§ **Brief**: Reproduce the part of the soap-painting thread that begins at the words "Use colors from" and ends after "oil or water.", swapping "watermelon" for "strawberry".

§ **Text segment**:
— Begin —
# Painting Soap



## Sharyn (Jun 5, 2020)

Good morning everyone, can someone please tell me the best way to paint soap? I have bought soap paint, I have used micas mixed with alcohol.... it won't spread evenly, sometimes it won't dry.  Thank you


----------



## ShySoaper (Jun 5, 2020)

Sharyn said:


> Good morning everyone, can someone please tell me the best way to paint soap? I have bought soap paint, I have used micas mixed with alcohol.... it won't spread evenly, sometimes it won't dry.  Thank you


Use colors from mad micas you will not have any problems. I just painted the top of my watermelon soap with a little for a more brilliant red color and it went on smoothly. It also washes off your utensils very easily. I have micas from other companies and they don’t work as well as mad micas colors. It works well with oil or water.


----------



## Sharyn (Jun 5, 2020)

Wow, that is beautiful, thank you very much


----------



## ShySoaper (Jun 6, 2020)

Thank you. This is what it looks like in slices


----------



## SPowers (Jun 6, 2020)

Just a couple of days ago I saw a tutorial where someone took a mixture of AC & alcohol and painted on a 'pencil line'... it was done on M&P.  Can this be done with CP.  It seems like it would be a much less messy task.


----------



## Todd Ziegler (Jun 6, 2020)

Sharyn said:


> Good morning everyone, can someone please tell me the best way to paint soap? I have bought soap paint, I have used micas mixed with alcohol.... it won't spread evenly, sometimes it won't dry.  Thank you


You can coat your soap with dishwasher safe hodge-podge and then paint over the hodge-podge. I have never tried it, I read an article about painting soap and that is where I learned it from.


----------



## Sharyn (Jun 6, 2020)

ShySoaper said:


> Thank you. This is what it looks like in slices


OMG! that is just beautiful!
I checked out Madmicas, so many beautiful colours and tones. They do post to Australia however, I think the postage will be too much, I will check first. 
Thank you again.... I also found on Google how to make Mod Podge, which I made yesterday, I am going to try it today.



Todd Ziegler said:


> You can coat your soap with dishwasher safe hodge-podge and then paint over the hodge-podge. I have never tried it, I read an article about painting soap and that is where I learned it from.
— End —
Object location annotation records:
— Begin —
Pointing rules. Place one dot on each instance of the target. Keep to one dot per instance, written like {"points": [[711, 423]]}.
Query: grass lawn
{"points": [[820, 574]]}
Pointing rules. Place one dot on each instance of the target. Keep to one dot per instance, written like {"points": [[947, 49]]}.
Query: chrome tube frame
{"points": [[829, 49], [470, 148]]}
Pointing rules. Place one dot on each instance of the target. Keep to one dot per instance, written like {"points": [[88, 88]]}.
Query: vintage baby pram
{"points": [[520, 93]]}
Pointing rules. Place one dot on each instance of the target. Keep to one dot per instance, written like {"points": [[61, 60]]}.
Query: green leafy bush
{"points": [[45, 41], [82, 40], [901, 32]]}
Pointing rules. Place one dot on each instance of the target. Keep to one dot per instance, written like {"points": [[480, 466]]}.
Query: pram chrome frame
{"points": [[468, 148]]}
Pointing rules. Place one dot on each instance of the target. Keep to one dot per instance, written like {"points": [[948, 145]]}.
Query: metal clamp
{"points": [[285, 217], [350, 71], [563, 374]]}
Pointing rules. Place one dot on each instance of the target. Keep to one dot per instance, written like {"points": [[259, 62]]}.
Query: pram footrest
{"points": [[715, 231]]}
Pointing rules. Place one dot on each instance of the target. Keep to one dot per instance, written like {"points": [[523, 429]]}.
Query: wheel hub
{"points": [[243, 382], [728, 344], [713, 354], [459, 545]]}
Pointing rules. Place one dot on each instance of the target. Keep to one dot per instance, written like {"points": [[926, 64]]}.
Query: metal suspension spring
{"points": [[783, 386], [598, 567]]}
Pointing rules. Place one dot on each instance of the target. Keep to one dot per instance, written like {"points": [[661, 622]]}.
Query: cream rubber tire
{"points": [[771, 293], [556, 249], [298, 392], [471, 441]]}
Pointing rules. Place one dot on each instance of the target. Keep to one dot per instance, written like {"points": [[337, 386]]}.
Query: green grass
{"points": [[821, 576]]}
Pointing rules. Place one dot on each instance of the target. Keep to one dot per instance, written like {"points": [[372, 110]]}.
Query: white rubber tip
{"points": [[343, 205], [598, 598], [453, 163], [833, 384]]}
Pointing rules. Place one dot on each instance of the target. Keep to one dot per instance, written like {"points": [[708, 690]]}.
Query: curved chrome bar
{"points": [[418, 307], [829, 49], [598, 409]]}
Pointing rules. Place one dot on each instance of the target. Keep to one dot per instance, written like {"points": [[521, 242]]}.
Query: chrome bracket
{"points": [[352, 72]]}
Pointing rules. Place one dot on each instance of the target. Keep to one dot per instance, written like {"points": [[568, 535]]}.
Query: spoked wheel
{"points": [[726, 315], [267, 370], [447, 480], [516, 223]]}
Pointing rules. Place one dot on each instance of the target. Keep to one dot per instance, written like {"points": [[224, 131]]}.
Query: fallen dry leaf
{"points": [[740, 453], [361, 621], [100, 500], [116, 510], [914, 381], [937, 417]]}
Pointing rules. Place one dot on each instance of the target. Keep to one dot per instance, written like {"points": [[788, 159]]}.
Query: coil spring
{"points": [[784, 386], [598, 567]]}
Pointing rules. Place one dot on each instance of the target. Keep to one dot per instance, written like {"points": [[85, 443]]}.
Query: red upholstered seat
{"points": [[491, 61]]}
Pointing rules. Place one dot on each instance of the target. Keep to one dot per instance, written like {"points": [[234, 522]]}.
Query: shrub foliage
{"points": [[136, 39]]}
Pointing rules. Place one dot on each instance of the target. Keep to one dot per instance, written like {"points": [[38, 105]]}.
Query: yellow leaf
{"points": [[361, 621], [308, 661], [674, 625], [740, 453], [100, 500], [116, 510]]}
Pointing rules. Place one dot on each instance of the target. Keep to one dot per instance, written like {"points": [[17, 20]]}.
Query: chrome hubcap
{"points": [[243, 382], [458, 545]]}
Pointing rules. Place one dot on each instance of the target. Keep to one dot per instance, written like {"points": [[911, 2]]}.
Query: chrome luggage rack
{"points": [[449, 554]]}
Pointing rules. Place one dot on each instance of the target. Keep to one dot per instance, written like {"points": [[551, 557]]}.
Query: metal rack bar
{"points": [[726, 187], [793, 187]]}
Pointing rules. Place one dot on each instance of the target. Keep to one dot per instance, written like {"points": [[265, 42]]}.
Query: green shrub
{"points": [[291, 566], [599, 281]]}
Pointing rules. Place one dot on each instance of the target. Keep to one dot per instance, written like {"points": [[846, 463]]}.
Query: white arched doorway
— End —
§ **Complete output**:
Use colors from mad micas you will not have any problems. I just painted the top of my strawberry soap with a little for a more brilliant red color and it went on smoothly. It also washes off your utensils very easily. I have micas from other companies and they don’t work as well as mad micas colors. It works well with oil or water.